● ОТРЫВОК ТЕКСТА
────────────────────
Плоды просвещения
Плоды просвещения
Американский писатель Амброз Бирс отметил: образование «мудрому открывает, а от глупого скрывает недостаточность его знаний».
Культура мышления определяется осознанием своего незнания, умением сомневаться и самобытностью ума, а не запоминанием обильных сведений.
Гимназист Владимир Вернадский не радовал родителей отличной успеваемостью. (Многие великие люди учились, как известно, не лучше.) Это казалось им странным. Сын много читал, часами просиживая за письменным столом. В отличие от сестёр был трудолюбивым, усидчивым, серьезным.
Как признался Владимир Иванович: «И действительно, я сидел над книгами, точно готовясь учиться, а фантазия моя в это время летала бог знает где, или я читал то, что не надо».
Преподаватели фантазёров не поощряли, считая главной своей обязанностью вколачивать в головы гимназистов даты исторических событий, грамматические правила, слова древнегреческого языка и прочие сведения такого рода. Из детей старались сделать, как повелось ныне, запоминающие машины. Гимназия вырабатывала «стандартные детали» для государственного аппарата державы.
А тем, кому приходилось запоминать массу ненужных слов и цифр, предстояло стать писателями, инженерами, учеными. Им суждена была сложная судьба, предстояло трудиться и разбираться в ежедневных головоломках, на которые так щедра жизнь.
Но, как говорится, нет худа без добра. Зубрежка развивала память, а знание древних языков помогало узнавать живые иностранные языки.
Действие равно противодействию: чем более отдаляла гимназия Владимира от живой жизни, тем радостнее были его встречи с природой, тем острее воспринимал он красоту полей, холмов, гор.
«В детстве я обладал, — вспоминал он позже, — некоторой способностью довольно тонко наблюдать явления окружающей природы; я помню, какие сильные впечатления производили на меня различные оттенки цветов и блески. Я помню мои старания различить разные шумы; мальчуганом меня преследовала мысль воспользоваться слухом для большего познания явлений. Я мечтал придумать инструмент, который бы по данному шуму определял то явление, которое его производит, и те тела, какие при этом принимают участие».
────────────────────
● ЗАДАНИЕ
Перепишите всё в отрывке о Вернадском от слов «Преподаватели фантазёров не» вплоть до слов «государственного аппарата державы.», поменяв «гимназистов» на «учеников». Этот список для работы не понадобится.

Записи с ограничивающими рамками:
────────────────────
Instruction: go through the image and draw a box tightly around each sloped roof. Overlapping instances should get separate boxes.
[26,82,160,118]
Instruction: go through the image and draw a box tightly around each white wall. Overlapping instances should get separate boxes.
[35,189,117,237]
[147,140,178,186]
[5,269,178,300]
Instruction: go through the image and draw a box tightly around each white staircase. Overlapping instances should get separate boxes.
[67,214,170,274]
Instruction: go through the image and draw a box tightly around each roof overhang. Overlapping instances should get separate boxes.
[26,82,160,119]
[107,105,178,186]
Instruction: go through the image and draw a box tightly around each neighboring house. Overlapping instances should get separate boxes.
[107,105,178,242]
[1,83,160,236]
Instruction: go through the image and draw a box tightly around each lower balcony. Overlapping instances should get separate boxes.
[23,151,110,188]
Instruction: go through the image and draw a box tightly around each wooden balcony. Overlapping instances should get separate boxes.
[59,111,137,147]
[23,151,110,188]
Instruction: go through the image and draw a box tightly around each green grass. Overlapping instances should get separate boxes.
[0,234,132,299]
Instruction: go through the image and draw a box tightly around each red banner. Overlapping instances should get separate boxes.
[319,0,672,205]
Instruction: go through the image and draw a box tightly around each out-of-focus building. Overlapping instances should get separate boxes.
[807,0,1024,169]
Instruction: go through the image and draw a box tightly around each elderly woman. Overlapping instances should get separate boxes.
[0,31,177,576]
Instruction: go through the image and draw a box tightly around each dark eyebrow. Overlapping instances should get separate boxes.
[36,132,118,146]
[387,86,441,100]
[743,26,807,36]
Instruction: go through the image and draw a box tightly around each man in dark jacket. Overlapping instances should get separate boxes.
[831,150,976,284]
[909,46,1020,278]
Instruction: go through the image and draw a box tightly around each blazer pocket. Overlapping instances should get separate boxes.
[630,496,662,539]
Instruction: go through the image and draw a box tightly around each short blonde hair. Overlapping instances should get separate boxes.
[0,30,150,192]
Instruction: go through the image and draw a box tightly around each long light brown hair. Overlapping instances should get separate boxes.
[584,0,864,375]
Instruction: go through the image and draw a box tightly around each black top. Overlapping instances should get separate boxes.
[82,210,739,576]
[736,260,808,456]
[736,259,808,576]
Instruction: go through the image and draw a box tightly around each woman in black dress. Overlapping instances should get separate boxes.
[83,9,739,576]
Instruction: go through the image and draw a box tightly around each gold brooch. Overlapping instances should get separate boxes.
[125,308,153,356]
────────────────────
● ОТВЕТ
Преподаватели фантазёров не поощряли, считая главной своей обязанностью вколачивать в головы учеников даты исторических событий, грамматические правила, слова древнегреческого языка и прочие сведения такого рода. Из детей старались сделать, как повелось ныне, запоминающие машины. Гимназия вырабатывала «стандартные детали» для государственного аппарата державы.